▶ **What you will do**: Keeping pictures out of the copy, restate each record word for word.

──────── Entries supplied

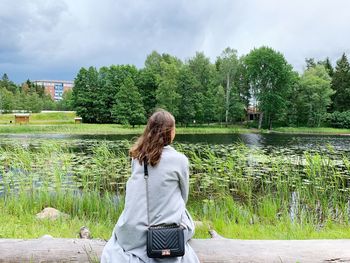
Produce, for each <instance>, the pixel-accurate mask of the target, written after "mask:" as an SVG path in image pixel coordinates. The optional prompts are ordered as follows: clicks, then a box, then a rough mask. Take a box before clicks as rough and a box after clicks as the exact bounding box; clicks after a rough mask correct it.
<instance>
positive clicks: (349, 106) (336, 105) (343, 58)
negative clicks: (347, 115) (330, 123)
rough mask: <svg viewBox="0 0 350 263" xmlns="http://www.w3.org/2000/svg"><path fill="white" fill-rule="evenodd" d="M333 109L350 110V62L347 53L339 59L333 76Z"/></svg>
mask: <svg viewBox="0 0 350 263" xmlns="http://www.w3.org/2000/svg"><path fill="white" fill-rule="evenodd" d="M332 89H333V90H335V94H334V95H333V104H334V105H333V109H334V110H336V111H348V110H350V64H349V61H348V58H347V57H346V55H345V54H343V55H342V57H341V58H340V59H339V60H338V61H337V65H336V67H335V71H334V73H333V76H332Z"/></svg>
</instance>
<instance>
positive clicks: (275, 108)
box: [244, 47, 292, 129]
mask: <svg viewBox="0 0 350 263" xmlns="http://www.w3.org/2000/svg"><path fill="white" fill-rule="evenodd" d="M244 64H245V66H246V68H247V75H248V78H249V80H250V86H251V87H252V90H253V91H254V94H255V96H256V100H257V106H258V108H259V110H260V112H261V118H260V120H259V128H261V125H262V118H263V117H265V119H266V120H267V125H268V128H269V129H271V128H272V123H273V121H274V120H276V119H278V116H279V114H280V113H281V112H282V111H284V110H285V108H286V97H287V94H288V90H289V88H290V85H291V84H292V81H291V79H292V67H291V66H290V65H289V64H288V63H287V61H286V60H285V58H284V56H283V55H282V54H281V53H279V52H276V51H275V50H273V49H272V48H269V47H261V48H258V49H253V50H252V51H251V52H250V53H249V54H248V55H247V56H246V57H245V59H244Z"/></svg>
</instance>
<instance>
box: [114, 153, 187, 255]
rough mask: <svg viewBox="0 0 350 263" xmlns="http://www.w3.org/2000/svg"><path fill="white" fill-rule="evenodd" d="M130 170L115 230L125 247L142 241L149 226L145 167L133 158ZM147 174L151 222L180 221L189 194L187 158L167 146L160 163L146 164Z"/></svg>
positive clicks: (131, 246) (123, 245)
mask: <svg viewBox="0 0 350 263" xmlns="http://www.w3.org/2000/svg"><path fill="white" fill-rule="evenodd" d="M131 170H132V173H131V177H130V179H129V180H128V182H127V186H126V197H125V209H124V211H123V213H122V215H121V217H120V219H119V220H118V224H117V227H116V229H115V230H116V234H117V239H118V240H120V241H121V244H120V245H121V246H122V247H123V249H124V250H130V249H133V248H135V247H138V246H140V245H142V244H144V243H145V242H146V235H145V230H146V229H147V227H148V219H147V199H146V181H145V179H144V166H143V164H140V163H139V162H138V161H137V160H133V161H132V168H131ZM148 173H149V178H148V187H149V193H148V195H149V214H150V224H151V225H159V224H172V223H176V224H179V223H181V217H182V213H183V211H184V210H185V201H186V199H187V194H188V192H187V191H188V187H187V185H188V183H187V181H188V161H187V158H186V157H185V156H184V155H183V154H180V153H178V152H177V151H176V150H175V149H173V148H172V147H171V146H166V147H164V149H163V152H162V156H161V159H160V162H159V163H158V165H157V166H156V167H152V166H148ZM181 185H182V187H181ZM135 226H136V227H135Z"/></svg>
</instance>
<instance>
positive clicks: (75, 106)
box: [73, 67, 100, 123]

────────────────

▶ **Problem solution**:
Produce, for each <instance>, the pixel-accurate mask of the target, written after "mask:" as an SVG path in image pixel coordinates. The optional prompts are ordered as follows: clicks, then a box, then a rough mask. Take a box before clicks as rough and a box after clicks as the exact bounding box; clicks after a rough mask correct it.
<instance>
positive clicks: (349, 106) (336, 105) (343, 58)
negative clicks: (347, 115) (330, 123)
rough mask: <svg viewBox="0 0 350 263" xmlns="http://www.w3.org/2000/svg"><path fill="white" fill-rule="evenodd" d="M333 109L350 110V62L347 53L339 59L333 76Z"/></svg>
mask: <svg viewBox="0 0 350 263" xmlns="http://www.w3.org/2000/svg"><path fill="white" fill-rule="evenodd" d="M332 89H333V90H335V94H334V95H333V104H334V105H333V109H334V110H336V111H348V110H350V64H349V61H348V58H347V57H346V55H345V54H343V55H342V57H341V58H340V59H339V60H338V61H337V65H336V67H335V71H334V73H333V76H332Z"/></svg>
</instance>
<instance>
positive clicks: (275, 108)
box: [244, 47, 292, 129]
mask: <svg viewBox="0 0 350 263" xmlns="http://www.w3.org/2000/svg"><path fill="white" fill-rule="evenodd" d="M244 64H245V66H246V68H247V75H248V78H249V80H250V86H251V87H252V90H253V91H254V94H255V96H256V100H257V106H258V108H259V110H260V112H261V118H260V120H259V128H261V125H262V118H263V117H265V119H266V120H267V125H268V128H269V129H271V128H272V123H273V121H274V120H276V119H278V116H279V114H280V113H281V112H282V111H284V110H285V108H286V97H287V94H288V90H289V88H290V85H291V84H292V81H291V79H292V67H291V66H290V65H289V64H288V63H287V61H286V60H285V58H284V56H283V55H282V54H281V53H279V52H276V51H275V50H273V49H272V48H269V47H261V48H258V49H253V50H252V51H251V52H250V53H249V54H248V55H247V56H246V57H245V59H244Z"/></svg>
</instance>
<instance>
box: [114, 153, 187, 255]
rough mask: <svg viewBox="0 0 350 263" xmlns="http://www.w3.org/2000/svg"><path fill="white" fill-rule="evenodd" d="M130 170L115 230L125 247L142 241L149 226L145 167L133 158ZM147 174L151 222L180 221L189 194L187 158L167 146L160 163L146 164Z"/></svg>
positive clicks: (131, 246) (123, 245)
mask: <svg viewBox="0 0 350 263" xmlns="http://www.w3.org/2000/svg"><path fill="white" fill-rule="evenodd" d="M131 170H132V173H131V177H130V179H129V180H128V182H127V186H126V197H125V209H124V211H123V213H122V215H121V217H120V219H119V220H118V224H117V227H116V229H115V230H116V234H117V239H118V240H120V241H121V244H120V245H121V246H122V247H123V249H124V250H130V249H133V248H135V247H138V246H140V245H142V244H144V243H145V242H146V235H145V230H146V229H147V227H148V219H147V199H146V181H145V179H144V166H143V164H140V163H139V162H138V161H137V160H133V161H132V168H131ZM148 173H149V178H148V187H149V193H148V195H149V214H150V224H151V225H159V224H172V223H176V224H179V223H181V217H182V213H183V211H184V210H185V201H186V199H187V194H188V192H187V191H188V187H187V185H188V183H187V181H188V161H187V158H186V157H185V156H184V155H183V154H180V153H178V152H177V151H176V150H175V149H173V148H172V147H171V146H166V147H164V149H163V152H162V156H161V159H160V162H159V163H158V165H157V166H156V167H152V166H148ZM181 185H182V187H181ZM135 226H136V227H135Z"/></svg>
</instance>
<instance>
positive clicks: (75, 106)
box: [73, 67, 100, 123]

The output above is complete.